## Challenge
Extract every line of the items below word for word, omitting the pictures.

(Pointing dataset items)
▽
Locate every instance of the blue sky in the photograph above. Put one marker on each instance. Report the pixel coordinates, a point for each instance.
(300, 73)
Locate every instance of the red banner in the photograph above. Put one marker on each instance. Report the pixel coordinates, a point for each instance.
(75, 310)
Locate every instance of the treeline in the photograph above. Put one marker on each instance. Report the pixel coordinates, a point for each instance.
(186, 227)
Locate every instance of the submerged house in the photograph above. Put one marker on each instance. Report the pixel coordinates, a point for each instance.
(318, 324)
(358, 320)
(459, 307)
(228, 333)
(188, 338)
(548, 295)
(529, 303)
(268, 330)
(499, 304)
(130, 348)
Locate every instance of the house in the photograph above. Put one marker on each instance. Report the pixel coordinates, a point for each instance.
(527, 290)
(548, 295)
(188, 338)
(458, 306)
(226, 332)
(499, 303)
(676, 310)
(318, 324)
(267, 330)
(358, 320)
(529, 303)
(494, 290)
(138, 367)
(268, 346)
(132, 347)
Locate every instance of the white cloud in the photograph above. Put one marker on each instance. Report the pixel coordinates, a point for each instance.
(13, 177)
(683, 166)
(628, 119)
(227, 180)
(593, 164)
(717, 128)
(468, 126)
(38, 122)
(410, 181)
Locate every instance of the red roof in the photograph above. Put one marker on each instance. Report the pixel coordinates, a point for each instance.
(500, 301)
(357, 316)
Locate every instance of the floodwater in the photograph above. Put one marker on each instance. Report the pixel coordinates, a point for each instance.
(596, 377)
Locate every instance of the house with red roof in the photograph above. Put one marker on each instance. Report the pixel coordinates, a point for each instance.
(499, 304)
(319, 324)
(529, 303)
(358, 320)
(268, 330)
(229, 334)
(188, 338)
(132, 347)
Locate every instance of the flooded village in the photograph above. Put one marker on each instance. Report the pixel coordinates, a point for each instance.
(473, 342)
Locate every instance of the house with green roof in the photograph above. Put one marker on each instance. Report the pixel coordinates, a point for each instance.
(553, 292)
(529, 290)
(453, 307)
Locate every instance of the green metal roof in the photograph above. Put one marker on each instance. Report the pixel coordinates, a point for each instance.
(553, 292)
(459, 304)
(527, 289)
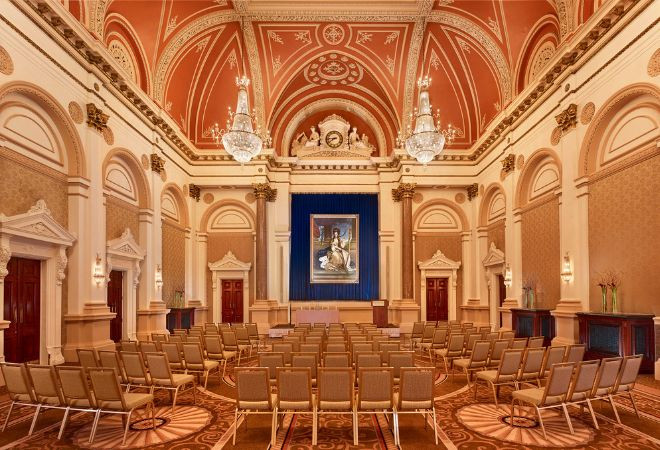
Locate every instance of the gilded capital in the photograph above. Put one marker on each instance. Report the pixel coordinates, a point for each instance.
△
## Response to the exercise
Locate every instance of the blue sky in the photograph above. Put one marker on each instance. Report the pixel coordinates, a point for each instance.
(300, 73)
Locate every instance of the red banner in the photograph above. Put one marker on each instance. Report the pixel coordinates, a point for each instance.
(75, 310)
Locate every instance of the treeline in the photograph above. Put one marker on each instance. Report the pixel coordinates, a point for each instance.
(186, 227)
Locate every instance of the submerged house in the photograph above. Put one marker on each instance. Report the pixel coordinates, a point for each instance.
(318, 324)
(358, 320)
(459, 307)
(228, 333)
(188, 338)
(548, 295)
(529, 303)
(268, 330)
(499, 304)
(130, 348)
Locate every instance of the house in the photograph above. Put one marker on each instance. Report the pixel coordinates, a point for each instance.
(527, 290)
(548, 295)
(188, 338)
(458, 306)
(226, 332)
(499, 303)
(676, 310)
(318, 324)
(267, 330)
(358, 320)
(529, 303)
(494, 290)
(138, 367)
(268, 346)
(132, 347)
Locate every instance of the white cloud in the photograph above. Put one marker on each instance. Report the pixel coordinates, a point for each instance.
(13, 177)
(683, 166)
(628, 119)
(227, 180)
(593, 164)
(717, 128)
(468, 126)
(38, 122)
(410, 181)
Locate every instance of the red roof in the photograph above. Put one marker on each instance. Report the pixel coordinates, a point for each instance.
(500, 301)
(357, 316)
Locate every instance of the floodwater in the photograph above. Put one marker on each instance. Report the pixel coordinates, a point for each instance.
(596, 377)
Locate every instance of the house with red roof in the photograph above. Put one marker on each instance. Report the pixel coordinates, a point for each instance.
(499, 304)
(319, 324)
(529, 303)
(358, 320)
(268, 330)
(229, 334)
(188, 338)
(132, 347)
Locate every instance of the flooded village in the photograph above. Put one marker on each instance. Report the pixel coordinates, a point for each instance.
(473, 342)
Locate every instance of the house with green roof in the photograph above. Put one marker on each instance. Report the pixel coordinates, a point for each instance.
(553, 292)
(529, 290)
(453, 307)
Locate every instance of the green metal roof in the photograph above. Put one marker on each instance. Report the pixel coordinates, a point for each instance.
(553, 292)
(459, 304)
(527, 289)
Locate every instance of the gilded capital in the photograph above. Put one marker on each instance. Report the pixel coordinates, a point for each instance.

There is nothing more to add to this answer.